-------- PASSAGE TO READ

Continuous veno-venous hemofiltration for treatment of enterovirus 71-induced fulminant cardiopulmonary failure: a case report
The National Hospital of Pediatrics, 18/879 Lathanh Street, Hanoi, Dongda District, Vietnam
Journal of Medical Case Reports 2012, 6:159 doi:10.1186/1752-1947-6-159Published: 26 June 2012
Fulminant cardiopulmonary failure is a severe complication of hand, foot and mouth diseases due to enterovirus 71 infection, with a high mortality rate. The treatment is mainly supportive with aggressive cardiopulmonary resuscitation. We report the use of continuous veno-venous hemofiltration in a patient with pulmonary edema and shock due to enterovirus 71 infection. To the best of our knowledge, this is the first report of the use of continuous veno-venous hemofiltration to successfully treat a patient with fulminant cardiopulmonary failure due to enterovirus 71 infection.
A 36-month-old Asian girl presented to our hospital with pulmonary edema, refractory hypotension and severe cardiac dysfunction due to enterovirus 71 infection. In addition to the standard management and care, we performed continuous veno-venous hemofiltration to overcome refractory shock and our patient eventually made a full recovery. At a three-month follow-up, a full assessment revealed no neurological sequelae.
In the management of patients with enterovirus 71-related fulminant cardiopulmonary failure, early continuous veno-venous hemofiltration may be considered as an alternative treatment to improve patient survival and to prevent severe neurological disabilities.

----------------

ASSIGNMENT 1: Decide whether each statement agrees with the case report, answering yes or no and quoting the words of the text that settle it: (a) The patient was a 36-month-old girl. (b) The three-month follow-up found neurological sequelae. (c) Treatment of fulminant cardiopulmonary failure is described as mainly supportive.
ASSIGNMENT 2: Copy out the part of the case report starting with "A 36-month-old Asian" and going on through "no neurological sequelae.".

-------- DATA PROVIDED

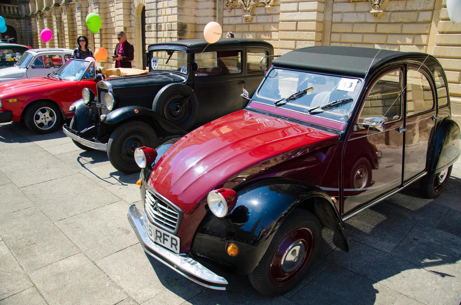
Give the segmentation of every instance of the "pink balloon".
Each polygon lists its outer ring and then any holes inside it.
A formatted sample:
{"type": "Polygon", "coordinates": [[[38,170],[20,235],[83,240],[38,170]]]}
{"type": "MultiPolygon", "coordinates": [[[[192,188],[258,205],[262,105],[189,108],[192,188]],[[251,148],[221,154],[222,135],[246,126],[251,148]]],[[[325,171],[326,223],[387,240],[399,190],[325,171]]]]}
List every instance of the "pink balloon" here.
{"type": "Polygon", "coordinates": [[[53,32],[49,29],[44,29],[40,32],[40,38],[44,42],[47,42],[51,40],[53,36],[53,32]]]}

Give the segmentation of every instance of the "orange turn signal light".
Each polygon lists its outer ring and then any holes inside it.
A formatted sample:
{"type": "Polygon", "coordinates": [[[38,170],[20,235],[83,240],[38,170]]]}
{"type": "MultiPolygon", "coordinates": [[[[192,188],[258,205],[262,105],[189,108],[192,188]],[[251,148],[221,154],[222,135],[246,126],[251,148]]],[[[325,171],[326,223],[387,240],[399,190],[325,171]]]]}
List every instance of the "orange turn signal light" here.
{"type": "Polygon", "coordinates": [[[227,254],[230,256],[236,256],[238,255],[238,246],[235,242],[230,242],[227,244],[226,248],[227,254]]]}

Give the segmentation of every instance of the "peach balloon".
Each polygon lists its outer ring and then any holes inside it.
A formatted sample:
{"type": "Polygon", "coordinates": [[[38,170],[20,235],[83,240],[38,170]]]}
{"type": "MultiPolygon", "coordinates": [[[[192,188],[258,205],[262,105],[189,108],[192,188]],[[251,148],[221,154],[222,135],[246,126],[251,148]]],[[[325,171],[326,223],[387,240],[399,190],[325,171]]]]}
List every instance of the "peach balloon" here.
{"type": "Polygon", "coordinates": [[[98,47],[95,51],[95,59],[96,61],[102,63],[107,58],[107,50],[103,47],[98,47]]]}
{"type": "Polygon", "coordinates": [[[221,38],[223,29],[221,25],[215,21],[208,23],[203,29],[203,35],[208,43],[214,43],[221,38]]]}

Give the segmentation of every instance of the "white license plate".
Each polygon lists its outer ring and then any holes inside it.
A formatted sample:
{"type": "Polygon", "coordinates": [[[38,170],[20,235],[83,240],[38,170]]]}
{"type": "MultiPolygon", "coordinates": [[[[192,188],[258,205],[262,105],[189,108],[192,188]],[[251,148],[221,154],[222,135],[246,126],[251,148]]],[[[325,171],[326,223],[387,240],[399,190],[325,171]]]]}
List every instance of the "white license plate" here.
{"type": "Polygon", "coordinates": [[[154,242],[161,245],[176,253],[179,253],[178,237],[154,225],[148,220],[146,216],[144,216],[144,227],[147,235],[154,242]]]}

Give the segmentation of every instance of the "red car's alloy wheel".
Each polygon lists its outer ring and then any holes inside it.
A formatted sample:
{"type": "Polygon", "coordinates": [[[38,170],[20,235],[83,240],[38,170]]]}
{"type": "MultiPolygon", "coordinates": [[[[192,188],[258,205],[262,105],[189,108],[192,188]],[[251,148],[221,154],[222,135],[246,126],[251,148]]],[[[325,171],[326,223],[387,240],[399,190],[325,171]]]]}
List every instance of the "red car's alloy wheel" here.
{"type": "Polygon", "coordinates": [[[315,246],[312,231],[296,229],[283,240],[275,252],[269,275],[274,285],[284,286],[296,279],[312,256],[315,246]]]}

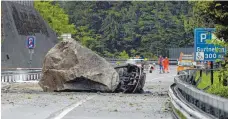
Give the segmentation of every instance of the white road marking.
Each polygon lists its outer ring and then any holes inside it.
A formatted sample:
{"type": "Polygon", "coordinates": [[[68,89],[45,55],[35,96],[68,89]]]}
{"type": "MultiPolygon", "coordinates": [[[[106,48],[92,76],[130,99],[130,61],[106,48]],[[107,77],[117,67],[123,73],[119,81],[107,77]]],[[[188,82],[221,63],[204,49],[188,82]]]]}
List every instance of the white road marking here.
{"type": "MultiPolygon", "coordinates": [[[[166,77],[158,77],[158,78],[152,78],[152,80],[156,80],[156,79],[163,79],[163,78],[169,78],[169,77],[175,77],[177,75],[172,75],[172,76],[166,76],[166,77]]],[[[148,80],[147,80],[148,81],[148,80]]]]}
{"type": "Polygon", "coordinates": [[[16,83],[38,83],[39,81],[16,81],[16,83]]]}
{"type": "Polygon", "coordinates": [[[95,96],[89,96],[89,97],[87,97],[87,98],[84,99],[84,100],[81,100],[81,101],[79,101],[79,102],[77,102],[77,103],[74,103],[74,104],[72,104],[72,105],[70,105],[70,106],[67,106],[66,108],[63,109],[63,111],[62,111],[60,114],[56,115],[55,117],[53,117],[53,118],[51,118],[51,119],[62,119],[62,118],[63,118],[67,113],[69,113],[71,110],[73,110],[74,108],[80,106],[81,104],[85,103],[86,101],[88,101],[88,100],[90,100],[90,99],[92,99],[92,98],[94,98],[94,97],[95,97],[95,96]]]}

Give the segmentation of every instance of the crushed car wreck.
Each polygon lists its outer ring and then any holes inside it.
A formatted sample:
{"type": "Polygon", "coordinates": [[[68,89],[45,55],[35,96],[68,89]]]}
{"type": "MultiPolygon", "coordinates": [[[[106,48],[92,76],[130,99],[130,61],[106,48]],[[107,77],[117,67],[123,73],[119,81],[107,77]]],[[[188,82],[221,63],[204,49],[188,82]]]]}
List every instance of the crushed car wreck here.
{"type": "Polygon", "coordinates": [[[119,74],[119,85],[115,92],[142,93],[146,74],[141,67],[134,64],[124,64],[115,67],[119,74]]]}
{"type": "Polygon", "coordinates": [[[113,67],[74,39],[56,44],[45,56],[40,87],[53,91],[143,91],[145,74],[134,64],[113,67]]]}

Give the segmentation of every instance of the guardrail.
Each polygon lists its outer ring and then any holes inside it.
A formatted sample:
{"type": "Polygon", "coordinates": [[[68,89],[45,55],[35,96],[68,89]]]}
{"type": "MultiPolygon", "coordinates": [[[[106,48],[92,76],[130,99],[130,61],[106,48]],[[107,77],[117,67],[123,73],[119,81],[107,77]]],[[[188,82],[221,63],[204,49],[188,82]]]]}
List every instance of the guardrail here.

----------------

TASK OUTPUT 1:
(a) Yes: "A 36-month-old Asian girl presented to our hospital"
(b) No: "a full assessment revealed no neurological sequelae"
(c) Yes: "The treatment is mainly supportive with aggressive cardiopulmonary resuscitation."

TASK OUTPUT 2:
A 36-month-old Asian girl presented to our hospital with pulmonary edema, refractory hypotension and severe cardiac dysfunction due to enterovirus 71 infection. In addition to the standard management and care, we performed continuous veno-venous hemofiltration to overcome refractory shock and our patient eventually made a full recovery. At a three-month follow-up, a full assessment revealed no neurological sequelae.